# About this task
The line containing "Query: village" marks the start, and the last line of the records below marks the end. Print that run exactly and nothing else.

# Provided records
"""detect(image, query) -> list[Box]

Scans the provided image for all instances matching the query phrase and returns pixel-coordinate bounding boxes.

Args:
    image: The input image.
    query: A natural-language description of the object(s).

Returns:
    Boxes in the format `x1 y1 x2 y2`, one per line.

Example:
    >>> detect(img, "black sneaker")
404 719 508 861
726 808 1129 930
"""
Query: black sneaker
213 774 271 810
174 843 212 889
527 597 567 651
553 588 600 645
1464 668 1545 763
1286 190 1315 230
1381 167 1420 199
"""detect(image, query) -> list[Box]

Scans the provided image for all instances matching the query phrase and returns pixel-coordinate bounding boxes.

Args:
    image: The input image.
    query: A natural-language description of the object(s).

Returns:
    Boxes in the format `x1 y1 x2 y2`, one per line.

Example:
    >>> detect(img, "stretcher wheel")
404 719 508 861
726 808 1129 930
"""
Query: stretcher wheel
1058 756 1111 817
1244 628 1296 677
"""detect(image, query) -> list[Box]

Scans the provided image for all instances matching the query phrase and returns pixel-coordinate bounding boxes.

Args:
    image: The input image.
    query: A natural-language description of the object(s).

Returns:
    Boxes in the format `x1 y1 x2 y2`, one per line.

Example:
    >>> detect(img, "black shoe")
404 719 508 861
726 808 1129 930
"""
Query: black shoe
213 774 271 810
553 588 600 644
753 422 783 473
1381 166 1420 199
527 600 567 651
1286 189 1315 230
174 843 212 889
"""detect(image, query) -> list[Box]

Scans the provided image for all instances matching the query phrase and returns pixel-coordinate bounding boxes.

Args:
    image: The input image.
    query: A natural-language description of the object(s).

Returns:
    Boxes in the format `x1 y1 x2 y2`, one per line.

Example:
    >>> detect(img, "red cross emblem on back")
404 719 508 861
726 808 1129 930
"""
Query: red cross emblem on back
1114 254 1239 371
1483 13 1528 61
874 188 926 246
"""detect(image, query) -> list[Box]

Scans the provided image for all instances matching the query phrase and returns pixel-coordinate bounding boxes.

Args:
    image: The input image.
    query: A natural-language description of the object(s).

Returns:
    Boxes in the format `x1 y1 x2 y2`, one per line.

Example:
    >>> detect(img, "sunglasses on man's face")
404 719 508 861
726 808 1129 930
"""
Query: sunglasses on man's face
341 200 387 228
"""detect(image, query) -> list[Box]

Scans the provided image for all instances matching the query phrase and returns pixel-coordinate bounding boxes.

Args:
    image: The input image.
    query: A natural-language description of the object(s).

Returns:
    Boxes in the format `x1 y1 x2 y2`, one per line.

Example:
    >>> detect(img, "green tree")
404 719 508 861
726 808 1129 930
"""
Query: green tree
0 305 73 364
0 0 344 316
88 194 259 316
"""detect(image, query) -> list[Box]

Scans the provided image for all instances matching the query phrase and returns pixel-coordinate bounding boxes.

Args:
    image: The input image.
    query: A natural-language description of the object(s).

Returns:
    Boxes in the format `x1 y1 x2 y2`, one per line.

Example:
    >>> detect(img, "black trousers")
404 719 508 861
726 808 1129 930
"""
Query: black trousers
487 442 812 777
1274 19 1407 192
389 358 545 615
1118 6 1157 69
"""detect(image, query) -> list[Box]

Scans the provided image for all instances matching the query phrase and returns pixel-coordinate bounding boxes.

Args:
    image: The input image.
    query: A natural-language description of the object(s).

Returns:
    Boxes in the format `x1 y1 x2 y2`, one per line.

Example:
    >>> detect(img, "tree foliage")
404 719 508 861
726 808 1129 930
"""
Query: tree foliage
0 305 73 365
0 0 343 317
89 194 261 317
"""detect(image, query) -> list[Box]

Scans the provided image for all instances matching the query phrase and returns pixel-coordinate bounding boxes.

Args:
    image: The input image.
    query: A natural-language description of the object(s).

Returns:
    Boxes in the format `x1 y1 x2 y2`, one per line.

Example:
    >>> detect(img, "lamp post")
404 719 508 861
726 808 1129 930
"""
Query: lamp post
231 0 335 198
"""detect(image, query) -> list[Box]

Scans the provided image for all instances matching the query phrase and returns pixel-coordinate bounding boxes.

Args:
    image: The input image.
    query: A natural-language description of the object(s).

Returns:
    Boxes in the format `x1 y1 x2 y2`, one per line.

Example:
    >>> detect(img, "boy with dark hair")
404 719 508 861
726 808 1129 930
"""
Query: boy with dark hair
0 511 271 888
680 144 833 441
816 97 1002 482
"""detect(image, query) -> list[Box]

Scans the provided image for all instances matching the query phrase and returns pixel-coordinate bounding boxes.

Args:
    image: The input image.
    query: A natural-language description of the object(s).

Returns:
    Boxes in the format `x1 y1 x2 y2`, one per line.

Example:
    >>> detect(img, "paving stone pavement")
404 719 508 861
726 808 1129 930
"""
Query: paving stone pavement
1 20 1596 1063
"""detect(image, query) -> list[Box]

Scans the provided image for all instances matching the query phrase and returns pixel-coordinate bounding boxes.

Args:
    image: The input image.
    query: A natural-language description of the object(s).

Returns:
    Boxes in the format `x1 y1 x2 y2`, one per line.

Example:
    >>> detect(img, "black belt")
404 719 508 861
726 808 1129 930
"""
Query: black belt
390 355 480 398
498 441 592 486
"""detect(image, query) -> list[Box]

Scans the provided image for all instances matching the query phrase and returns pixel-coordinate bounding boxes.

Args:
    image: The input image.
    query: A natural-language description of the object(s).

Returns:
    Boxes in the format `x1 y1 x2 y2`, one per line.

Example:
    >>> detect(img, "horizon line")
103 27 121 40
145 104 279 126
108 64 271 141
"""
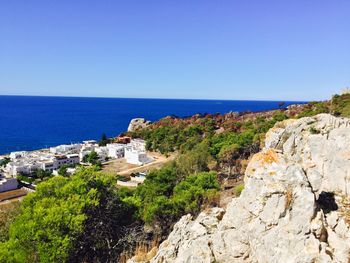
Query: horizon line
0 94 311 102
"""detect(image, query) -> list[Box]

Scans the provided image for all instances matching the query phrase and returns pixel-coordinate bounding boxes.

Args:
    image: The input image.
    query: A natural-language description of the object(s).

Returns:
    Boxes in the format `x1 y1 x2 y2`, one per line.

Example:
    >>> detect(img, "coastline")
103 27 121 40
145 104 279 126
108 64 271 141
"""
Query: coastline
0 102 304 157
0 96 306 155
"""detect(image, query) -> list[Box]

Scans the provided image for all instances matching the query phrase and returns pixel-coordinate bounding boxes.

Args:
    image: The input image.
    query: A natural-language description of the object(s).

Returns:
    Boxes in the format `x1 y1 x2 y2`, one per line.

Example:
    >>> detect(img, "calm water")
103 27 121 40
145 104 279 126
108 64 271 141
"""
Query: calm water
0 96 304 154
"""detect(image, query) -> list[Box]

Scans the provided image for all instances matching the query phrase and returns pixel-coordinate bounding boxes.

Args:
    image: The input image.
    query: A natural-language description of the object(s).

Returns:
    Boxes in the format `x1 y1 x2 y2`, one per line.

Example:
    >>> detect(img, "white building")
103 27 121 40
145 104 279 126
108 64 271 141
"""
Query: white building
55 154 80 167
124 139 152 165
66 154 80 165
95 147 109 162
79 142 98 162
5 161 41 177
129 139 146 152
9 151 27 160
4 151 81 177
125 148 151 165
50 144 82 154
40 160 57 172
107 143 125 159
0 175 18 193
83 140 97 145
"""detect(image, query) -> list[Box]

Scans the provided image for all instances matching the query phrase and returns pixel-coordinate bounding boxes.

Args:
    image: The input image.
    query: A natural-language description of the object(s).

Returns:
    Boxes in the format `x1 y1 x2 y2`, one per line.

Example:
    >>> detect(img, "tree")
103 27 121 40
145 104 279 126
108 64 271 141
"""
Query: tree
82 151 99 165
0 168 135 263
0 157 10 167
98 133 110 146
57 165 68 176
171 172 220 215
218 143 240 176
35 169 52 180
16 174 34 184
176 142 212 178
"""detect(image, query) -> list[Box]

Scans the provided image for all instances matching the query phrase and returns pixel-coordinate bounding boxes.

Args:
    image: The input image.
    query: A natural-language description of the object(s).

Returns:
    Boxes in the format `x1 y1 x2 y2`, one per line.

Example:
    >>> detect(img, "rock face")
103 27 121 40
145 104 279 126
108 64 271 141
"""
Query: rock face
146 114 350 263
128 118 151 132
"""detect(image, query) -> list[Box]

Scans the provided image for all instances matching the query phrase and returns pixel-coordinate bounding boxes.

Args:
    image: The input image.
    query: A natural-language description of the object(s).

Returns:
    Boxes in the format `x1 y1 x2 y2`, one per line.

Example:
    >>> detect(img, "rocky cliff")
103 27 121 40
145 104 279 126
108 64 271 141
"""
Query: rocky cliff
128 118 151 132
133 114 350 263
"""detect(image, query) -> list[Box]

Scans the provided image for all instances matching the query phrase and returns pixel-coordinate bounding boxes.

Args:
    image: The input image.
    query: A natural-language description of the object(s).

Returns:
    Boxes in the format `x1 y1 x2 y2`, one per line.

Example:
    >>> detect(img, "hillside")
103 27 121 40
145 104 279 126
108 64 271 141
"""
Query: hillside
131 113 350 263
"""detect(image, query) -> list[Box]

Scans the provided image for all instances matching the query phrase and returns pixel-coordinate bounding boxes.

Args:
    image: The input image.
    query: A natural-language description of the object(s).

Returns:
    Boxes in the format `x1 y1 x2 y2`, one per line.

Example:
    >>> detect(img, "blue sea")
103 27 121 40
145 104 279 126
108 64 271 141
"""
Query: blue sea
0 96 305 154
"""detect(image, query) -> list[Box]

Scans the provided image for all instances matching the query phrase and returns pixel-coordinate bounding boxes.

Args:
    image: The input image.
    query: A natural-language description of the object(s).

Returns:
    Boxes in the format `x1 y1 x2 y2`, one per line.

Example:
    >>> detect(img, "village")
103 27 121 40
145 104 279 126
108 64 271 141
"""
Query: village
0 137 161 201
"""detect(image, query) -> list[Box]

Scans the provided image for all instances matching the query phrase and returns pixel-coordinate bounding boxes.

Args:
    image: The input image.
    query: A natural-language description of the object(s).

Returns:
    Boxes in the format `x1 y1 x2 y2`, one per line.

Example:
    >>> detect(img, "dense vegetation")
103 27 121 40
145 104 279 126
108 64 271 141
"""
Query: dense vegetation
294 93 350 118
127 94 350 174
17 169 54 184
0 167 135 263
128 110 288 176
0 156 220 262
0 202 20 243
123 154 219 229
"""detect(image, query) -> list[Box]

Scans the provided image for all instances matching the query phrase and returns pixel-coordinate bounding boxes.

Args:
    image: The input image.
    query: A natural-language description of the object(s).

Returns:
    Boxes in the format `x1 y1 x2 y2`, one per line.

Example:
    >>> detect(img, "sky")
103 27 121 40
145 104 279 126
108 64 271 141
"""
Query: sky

# Response area
Query: village
0 137 161 201
"""detect(image, query) -> list[Box]

Scans the provided image for all instances matching the query phrase and returns pixel-coordinate bounding boxes.

Args:
    image: The input image.
    query: A natural-language description of the object(s).

Returns:
    Boxes in the format `x1 y1 x2 y2`, one per line.

Example:
    >>> detect(img, "dense vegetation")
103 27 121 40
145 104 279 126
108 64 271 141
"""
Query: dense vegetation
294 93 350 118
127 94 350 174
17 169 54 184
0 167 135 263
128 110 288 176
0 156 220 262
0 202 20 243
123 154 219 229
"""detect(image, query) -> list[Box]

Scans the provided image for all instances matching the query phrase and returns pixel-coordinate bounding boxes.

Args:
    image: The input image.
    query: A natural-language description of the object(s).

Returns:
    Boxes in the format `x1 y1 x2 y2`, one per line.

Example:
    >>> detect(img, "sky")
103 27 121 40
145 104 279 126
108 64 271 141
"""
Query: sky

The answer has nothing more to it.